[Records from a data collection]
[Start of section]

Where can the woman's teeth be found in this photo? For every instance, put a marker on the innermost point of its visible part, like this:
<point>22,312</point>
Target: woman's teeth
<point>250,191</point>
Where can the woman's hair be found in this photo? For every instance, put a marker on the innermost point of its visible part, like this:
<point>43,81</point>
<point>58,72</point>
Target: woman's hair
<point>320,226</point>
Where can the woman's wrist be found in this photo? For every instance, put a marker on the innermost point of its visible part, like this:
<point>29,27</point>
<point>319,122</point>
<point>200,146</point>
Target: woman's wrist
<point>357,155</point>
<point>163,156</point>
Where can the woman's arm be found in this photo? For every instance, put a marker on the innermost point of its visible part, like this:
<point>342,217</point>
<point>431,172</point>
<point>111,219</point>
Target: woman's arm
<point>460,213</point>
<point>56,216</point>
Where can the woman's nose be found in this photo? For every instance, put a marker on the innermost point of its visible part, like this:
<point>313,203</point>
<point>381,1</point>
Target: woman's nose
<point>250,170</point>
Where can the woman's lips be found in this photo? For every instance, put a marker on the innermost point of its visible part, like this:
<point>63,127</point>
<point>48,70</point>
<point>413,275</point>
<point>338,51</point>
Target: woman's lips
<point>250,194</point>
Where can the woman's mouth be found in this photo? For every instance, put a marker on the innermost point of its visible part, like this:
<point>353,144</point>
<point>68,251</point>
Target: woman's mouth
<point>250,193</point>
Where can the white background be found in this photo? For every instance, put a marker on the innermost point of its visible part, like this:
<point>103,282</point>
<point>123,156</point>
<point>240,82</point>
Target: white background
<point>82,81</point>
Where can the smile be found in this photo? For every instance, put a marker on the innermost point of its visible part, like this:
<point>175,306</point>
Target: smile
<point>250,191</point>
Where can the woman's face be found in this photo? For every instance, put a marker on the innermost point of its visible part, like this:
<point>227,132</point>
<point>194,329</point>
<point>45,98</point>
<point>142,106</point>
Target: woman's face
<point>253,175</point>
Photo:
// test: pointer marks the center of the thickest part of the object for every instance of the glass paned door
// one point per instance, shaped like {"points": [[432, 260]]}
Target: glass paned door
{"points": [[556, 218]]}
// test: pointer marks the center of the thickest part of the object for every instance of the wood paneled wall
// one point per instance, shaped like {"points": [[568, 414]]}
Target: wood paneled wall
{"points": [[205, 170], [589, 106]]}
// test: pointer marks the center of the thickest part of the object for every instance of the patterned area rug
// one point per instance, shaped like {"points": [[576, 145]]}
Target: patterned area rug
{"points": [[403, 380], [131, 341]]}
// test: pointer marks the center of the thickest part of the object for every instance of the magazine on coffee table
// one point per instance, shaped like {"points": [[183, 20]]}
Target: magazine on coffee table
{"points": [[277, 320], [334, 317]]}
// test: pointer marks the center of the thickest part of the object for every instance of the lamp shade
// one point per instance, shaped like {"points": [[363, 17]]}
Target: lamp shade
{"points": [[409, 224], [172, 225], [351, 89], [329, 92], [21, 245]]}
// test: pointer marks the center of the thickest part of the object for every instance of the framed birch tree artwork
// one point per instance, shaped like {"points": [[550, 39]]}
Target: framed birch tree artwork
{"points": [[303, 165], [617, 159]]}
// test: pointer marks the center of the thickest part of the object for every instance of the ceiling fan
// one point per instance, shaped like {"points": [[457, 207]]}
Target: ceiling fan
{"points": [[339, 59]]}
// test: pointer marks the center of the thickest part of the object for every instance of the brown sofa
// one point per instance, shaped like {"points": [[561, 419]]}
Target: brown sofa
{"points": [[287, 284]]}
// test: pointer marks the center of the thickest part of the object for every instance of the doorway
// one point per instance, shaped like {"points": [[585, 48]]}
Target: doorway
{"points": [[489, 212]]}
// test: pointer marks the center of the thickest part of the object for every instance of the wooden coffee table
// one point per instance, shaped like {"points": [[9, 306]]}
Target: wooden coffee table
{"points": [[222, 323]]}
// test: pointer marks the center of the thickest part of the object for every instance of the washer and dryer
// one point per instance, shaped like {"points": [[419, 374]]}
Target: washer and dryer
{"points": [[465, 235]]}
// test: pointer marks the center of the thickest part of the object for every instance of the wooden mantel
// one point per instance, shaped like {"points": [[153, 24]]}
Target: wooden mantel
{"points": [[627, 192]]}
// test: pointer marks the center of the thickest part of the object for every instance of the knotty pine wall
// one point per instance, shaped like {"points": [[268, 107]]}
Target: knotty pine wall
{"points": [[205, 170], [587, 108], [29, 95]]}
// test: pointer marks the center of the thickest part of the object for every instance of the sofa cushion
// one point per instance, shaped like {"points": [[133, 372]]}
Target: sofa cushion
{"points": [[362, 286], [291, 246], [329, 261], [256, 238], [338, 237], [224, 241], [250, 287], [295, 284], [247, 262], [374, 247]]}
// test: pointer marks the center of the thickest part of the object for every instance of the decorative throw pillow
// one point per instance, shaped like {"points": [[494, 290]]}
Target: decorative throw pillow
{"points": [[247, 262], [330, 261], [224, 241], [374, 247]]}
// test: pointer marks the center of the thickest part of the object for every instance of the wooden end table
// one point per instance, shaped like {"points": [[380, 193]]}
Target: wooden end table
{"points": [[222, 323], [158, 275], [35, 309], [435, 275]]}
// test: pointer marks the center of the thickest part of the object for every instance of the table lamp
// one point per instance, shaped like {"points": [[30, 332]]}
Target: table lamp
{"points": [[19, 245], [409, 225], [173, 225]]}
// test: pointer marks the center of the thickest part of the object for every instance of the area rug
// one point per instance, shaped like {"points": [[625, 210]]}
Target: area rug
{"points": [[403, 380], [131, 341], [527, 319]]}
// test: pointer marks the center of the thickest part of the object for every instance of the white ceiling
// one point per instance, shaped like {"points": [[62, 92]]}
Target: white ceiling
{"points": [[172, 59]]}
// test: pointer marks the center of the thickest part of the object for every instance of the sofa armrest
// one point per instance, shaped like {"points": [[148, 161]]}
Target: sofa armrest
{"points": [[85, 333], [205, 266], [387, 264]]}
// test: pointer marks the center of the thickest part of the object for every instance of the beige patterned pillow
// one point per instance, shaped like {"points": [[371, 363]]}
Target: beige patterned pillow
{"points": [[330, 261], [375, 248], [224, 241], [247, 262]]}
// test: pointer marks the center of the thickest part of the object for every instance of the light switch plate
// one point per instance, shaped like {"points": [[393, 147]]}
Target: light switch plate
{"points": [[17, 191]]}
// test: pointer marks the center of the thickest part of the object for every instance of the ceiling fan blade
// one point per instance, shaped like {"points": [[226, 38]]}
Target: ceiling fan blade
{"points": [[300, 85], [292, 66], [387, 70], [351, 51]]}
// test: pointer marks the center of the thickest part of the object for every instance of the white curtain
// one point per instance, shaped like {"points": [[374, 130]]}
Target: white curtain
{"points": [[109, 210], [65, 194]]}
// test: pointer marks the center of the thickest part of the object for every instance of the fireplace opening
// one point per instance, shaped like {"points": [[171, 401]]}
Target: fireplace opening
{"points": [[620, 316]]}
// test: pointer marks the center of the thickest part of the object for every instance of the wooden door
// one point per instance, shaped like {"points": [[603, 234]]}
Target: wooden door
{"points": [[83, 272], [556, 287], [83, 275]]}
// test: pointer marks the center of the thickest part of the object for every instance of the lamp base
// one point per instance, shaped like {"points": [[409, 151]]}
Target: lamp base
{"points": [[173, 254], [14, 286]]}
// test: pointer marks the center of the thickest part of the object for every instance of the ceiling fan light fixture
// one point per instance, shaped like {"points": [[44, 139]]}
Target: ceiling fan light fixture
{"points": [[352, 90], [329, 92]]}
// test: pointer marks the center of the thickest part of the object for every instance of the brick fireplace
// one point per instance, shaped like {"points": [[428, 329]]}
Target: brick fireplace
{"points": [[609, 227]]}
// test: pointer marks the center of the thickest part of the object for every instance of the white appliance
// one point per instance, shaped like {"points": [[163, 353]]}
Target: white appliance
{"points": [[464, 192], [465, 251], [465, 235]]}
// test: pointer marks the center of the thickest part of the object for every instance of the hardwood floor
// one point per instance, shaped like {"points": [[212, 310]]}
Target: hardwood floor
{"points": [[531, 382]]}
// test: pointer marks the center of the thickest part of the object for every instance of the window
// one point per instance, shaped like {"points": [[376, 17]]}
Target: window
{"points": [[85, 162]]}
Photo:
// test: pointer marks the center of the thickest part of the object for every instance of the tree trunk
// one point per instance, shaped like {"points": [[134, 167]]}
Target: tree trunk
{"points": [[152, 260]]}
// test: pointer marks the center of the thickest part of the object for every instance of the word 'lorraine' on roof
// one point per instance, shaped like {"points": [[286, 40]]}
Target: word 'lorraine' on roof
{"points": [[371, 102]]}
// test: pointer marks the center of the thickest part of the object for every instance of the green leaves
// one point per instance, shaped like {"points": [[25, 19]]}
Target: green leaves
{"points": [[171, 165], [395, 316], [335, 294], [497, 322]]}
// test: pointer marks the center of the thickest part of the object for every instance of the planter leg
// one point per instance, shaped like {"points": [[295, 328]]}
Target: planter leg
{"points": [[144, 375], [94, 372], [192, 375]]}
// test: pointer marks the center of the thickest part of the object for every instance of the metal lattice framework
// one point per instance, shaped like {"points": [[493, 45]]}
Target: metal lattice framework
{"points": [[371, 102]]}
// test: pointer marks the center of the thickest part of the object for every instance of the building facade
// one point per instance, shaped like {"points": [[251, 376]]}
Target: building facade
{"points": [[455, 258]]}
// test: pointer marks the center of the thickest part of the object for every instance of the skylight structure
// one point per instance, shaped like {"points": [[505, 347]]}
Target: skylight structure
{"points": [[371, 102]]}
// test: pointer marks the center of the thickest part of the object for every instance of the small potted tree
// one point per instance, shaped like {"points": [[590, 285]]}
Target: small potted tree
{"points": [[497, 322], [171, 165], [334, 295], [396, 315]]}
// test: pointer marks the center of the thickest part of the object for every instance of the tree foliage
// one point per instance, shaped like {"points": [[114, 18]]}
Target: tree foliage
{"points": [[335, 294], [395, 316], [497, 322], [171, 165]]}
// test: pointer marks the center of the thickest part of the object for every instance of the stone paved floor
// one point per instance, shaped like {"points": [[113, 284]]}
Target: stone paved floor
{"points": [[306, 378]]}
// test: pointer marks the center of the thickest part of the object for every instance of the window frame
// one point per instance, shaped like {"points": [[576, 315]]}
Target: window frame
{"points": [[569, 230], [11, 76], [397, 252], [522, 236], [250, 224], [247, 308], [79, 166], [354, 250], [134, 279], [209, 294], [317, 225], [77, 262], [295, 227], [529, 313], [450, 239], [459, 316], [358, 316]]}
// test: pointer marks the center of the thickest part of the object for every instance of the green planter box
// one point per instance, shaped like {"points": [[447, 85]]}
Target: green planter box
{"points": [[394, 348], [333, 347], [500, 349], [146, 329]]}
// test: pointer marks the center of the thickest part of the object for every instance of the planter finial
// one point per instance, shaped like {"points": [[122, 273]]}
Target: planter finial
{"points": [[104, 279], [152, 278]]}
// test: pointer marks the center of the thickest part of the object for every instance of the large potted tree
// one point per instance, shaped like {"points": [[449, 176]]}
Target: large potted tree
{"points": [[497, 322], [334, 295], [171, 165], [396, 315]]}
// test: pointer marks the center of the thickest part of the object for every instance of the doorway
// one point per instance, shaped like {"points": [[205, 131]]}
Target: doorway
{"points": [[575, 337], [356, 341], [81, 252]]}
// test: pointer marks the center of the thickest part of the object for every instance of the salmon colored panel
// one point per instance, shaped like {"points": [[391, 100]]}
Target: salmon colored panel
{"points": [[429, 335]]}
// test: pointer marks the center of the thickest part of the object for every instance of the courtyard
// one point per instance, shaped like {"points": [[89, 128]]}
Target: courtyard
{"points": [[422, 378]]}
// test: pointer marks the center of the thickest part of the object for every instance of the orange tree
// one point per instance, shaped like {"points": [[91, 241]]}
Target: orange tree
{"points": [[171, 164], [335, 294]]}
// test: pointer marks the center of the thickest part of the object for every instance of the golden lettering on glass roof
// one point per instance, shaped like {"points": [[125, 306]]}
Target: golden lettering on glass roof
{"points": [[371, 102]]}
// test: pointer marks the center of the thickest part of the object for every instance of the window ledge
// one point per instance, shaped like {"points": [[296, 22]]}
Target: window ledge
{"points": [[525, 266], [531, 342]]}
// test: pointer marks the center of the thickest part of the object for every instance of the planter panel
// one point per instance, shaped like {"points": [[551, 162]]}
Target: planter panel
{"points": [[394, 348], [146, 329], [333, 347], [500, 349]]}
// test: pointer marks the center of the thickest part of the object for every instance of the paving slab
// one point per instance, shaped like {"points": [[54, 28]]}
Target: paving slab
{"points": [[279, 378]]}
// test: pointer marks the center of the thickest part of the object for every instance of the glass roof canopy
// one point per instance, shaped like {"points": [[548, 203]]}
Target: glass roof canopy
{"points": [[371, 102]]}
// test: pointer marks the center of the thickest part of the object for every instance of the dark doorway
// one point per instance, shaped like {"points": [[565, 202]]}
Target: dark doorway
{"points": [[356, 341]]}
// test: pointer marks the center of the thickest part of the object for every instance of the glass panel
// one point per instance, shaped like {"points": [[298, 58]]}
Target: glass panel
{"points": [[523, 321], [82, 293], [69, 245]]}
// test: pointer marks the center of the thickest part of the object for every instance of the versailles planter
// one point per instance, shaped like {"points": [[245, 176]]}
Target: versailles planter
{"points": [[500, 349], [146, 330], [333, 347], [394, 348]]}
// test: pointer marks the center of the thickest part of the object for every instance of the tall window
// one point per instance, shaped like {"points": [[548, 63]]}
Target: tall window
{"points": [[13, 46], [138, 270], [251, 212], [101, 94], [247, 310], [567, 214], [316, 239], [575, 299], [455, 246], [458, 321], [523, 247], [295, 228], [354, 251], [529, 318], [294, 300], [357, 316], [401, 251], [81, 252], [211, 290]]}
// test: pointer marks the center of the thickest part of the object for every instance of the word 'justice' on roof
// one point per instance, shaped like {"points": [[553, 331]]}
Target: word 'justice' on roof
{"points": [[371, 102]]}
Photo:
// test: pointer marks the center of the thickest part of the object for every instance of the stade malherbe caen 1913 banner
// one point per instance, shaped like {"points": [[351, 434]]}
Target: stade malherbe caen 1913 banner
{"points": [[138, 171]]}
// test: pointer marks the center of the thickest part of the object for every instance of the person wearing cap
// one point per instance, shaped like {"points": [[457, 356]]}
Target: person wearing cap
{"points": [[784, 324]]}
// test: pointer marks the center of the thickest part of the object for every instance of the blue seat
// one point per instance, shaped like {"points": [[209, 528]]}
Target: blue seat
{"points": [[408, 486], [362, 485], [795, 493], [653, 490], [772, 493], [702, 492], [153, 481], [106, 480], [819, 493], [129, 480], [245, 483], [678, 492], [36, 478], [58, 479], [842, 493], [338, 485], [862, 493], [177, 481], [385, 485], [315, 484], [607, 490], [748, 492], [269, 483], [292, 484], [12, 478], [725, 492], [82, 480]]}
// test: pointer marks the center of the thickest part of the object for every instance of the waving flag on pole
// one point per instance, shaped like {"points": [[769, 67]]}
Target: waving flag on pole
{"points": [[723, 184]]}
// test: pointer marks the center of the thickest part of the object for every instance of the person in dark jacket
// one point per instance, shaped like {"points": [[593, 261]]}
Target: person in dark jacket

[End of section]

**THE TASK**
Look through the entries above and report each line where the string "found" occurs.

**ANSWER AREA**
Where can the woman's teeth be found in this photo? For every instance, put a marker on the innermost point of its visible part, like this:
Where can the woman's hair be found in this photo? For every instance, put a marker on the innermost point of its visible part, like this:
Where can the woman's wrist be found in this photo? For every instance, put a marker on the innermost point of its visible part, like this:
Where can the woman's arm be found in this photo? For every instance, put a marker on the innermost point of its visible part, like this:
Where can the woman's nose be found in this photo? For every instance, put a marker on the innermost point of its visible part, like this:
Where can the woman's lips be found in this photo? For every instance, put a marker on the innermost point of its visible part, like this:
Where can the woman's mouth be found in this photo? For every instance, put a marker on the innermost point of its visible part, like this:
Where can the white background be found in this photo? For every instance, put a marker on the innermost point of its visible part, like this:
Where can the smile be found in this photo? For every instance, put a marker on the innermost point of its visible part, like this:
Where can the woman's face be found in this photo? For every instance, put a marker on the innermost point of its visible part, like this:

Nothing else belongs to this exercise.